» What is required: Reproduce the portion of the fishing thread below starting at "## Fishfinder (Sep" and ending at "nice grouper there!!!".

# yellow gravel 8/15



## sail7seas (Oct 2, 2007)

my folks took out some friends from huntsville to catch a few fish. my dad hasnt done much offshore fishing the last few years and we can seldom go together having a family business so my fishing partner jason (pelagicone on here) went out with them to help out. they went straight out to the yellow gravel to an area we did pretty good on last sunday as previously posted. they started catching beeliners and white snappers pretty quickly and then chicken dolphin started showing up. they said schools of 50-100 would come through and were there the whole time they were anchored up. jason said he tried to find the bigger ones deeper but no takers. they caught about 15 and decided to let the rest grow up. they did land a nice gag that weighed in at 19 lbs. also had abig fish that they fought for 30-45 minutes before it broke the leader. the seas were real nice the whole day although no wind wore them down with the heat of the day. total for the day 1 nice gag, 1 scamp, 1 AJ, 5 beeliners, 7 white snapper, 15 chicken dolphin.


----------



## wirenut (Sep 30, 2007)

Good report looks like somebody had some fun.:clap


----------



## nextstep (Jun 27, 2008)

somebody is having fish for dinner

:clap


----------



## Ocean Man (Sep 27, 2007)

Nice Grouper, what did he eat?


----------



## sail7seas (Oct 2, 2007)

ate a butterflied squirrelfish


----------



## Fishfinder (Sep 22, 2008)

Yes those are some nice fish and i enjoy going with you guys so if you need someone to go with you while jason is gone, just call glenn, jason said he gave you my #, i have a couple pics of mine, jason, and heathers reds on inshore reports under fishfinder.


----------



## GatorDoc (Jul 22, 2008)

Very nice grouper there!!!


----------

» Excerpted records:
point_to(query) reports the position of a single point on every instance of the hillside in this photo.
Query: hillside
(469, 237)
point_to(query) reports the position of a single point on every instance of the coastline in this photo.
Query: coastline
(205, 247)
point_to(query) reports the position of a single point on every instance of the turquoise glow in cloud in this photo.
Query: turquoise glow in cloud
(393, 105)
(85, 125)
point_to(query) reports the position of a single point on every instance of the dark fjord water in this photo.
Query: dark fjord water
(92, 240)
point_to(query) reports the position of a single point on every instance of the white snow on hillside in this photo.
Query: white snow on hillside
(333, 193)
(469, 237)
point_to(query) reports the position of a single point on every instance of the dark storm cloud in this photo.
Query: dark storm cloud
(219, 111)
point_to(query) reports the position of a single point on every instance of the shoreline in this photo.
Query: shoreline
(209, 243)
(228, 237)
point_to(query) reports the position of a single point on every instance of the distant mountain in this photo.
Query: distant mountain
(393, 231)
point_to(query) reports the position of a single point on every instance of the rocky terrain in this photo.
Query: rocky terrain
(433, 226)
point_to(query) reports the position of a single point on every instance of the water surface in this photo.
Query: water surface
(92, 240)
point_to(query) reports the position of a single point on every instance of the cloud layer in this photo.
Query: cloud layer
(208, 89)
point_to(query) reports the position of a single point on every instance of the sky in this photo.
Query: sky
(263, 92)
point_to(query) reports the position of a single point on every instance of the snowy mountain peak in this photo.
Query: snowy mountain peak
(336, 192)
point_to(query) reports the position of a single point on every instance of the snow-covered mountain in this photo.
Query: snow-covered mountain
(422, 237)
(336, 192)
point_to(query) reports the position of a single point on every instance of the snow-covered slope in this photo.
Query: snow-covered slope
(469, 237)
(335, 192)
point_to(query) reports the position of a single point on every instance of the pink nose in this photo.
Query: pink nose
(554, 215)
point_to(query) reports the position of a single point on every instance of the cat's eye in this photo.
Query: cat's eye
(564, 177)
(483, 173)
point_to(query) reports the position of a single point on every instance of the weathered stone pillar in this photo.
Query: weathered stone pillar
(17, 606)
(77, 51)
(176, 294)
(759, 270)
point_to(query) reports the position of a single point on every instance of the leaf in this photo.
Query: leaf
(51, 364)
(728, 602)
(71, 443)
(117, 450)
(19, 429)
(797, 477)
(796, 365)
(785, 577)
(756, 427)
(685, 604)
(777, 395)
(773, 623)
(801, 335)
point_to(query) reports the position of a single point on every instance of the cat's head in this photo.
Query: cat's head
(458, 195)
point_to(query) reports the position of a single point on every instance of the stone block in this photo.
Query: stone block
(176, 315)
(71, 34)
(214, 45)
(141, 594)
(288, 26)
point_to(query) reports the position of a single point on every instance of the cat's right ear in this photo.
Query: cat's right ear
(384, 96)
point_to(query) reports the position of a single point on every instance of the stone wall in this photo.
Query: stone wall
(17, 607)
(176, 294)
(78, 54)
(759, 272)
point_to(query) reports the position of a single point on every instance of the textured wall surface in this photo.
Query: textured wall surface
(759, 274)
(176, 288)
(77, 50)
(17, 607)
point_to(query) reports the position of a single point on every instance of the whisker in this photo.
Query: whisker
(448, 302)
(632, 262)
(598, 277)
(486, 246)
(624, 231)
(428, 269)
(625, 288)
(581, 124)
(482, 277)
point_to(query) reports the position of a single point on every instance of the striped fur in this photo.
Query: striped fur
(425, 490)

» In response:
## Fishfinder (Sep 22, 2008)

Yes those are some nice fish and i enjoy going with you guys so if you need someone to go with you while jason is gone, just call glenn, jason said he gave you my #, i have a couple pics of mine, jason, and heathers reds on inshore reports under fishfinder.


----------



## GatorDoc (Jul 22, 2008)

Very nice grouper there!!!